[Data drawn from a collection]

——————————

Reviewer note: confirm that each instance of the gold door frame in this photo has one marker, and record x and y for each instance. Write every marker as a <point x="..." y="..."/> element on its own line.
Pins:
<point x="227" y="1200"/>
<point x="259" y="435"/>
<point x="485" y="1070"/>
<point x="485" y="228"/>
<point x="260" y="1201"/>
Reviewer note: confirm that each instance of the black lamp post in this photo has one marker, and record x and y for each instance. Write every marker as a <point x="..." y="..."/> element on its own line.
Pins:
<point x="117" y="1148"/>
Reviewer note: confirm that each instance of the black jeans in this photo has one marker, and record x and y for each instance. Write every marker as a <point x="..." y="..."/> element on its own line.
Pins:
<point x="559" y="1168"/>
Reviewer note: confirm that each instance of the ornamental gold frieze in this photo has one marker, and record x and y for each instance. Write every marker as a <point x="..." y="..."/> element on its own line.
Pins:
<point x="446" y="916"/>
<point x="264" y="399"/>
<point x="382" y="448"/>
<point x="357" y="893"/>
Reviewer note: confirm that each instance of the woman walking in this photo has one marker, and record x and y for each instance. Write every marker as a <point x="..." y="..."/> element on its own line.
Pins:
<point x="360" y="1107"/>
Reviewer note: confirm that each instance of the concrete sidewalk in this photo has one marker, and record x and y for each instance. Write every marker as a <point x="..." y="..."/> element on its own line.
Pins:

——————————

GIVEN REQUEST: Print the lines exactly as they appear, from the line containing "Reviewer note: confirm that each instance of the woman" through the last line.

SOLUTION TO THIS TASK:
Reviewer note: confirm that each instance of the woman walking in this photo has one marker, and record x and y for each instance. Write every marker as a <point x="..." y="..."/> element on its own line.
Pins:
<point x="360" y="1107"/>
Reviewer note: confirm that each instance of the concrete sidewalk in this photo has one marker, and record x and y for each instance. Write every marker as a <point x="..." y="..."/> element on its own line.
Pins:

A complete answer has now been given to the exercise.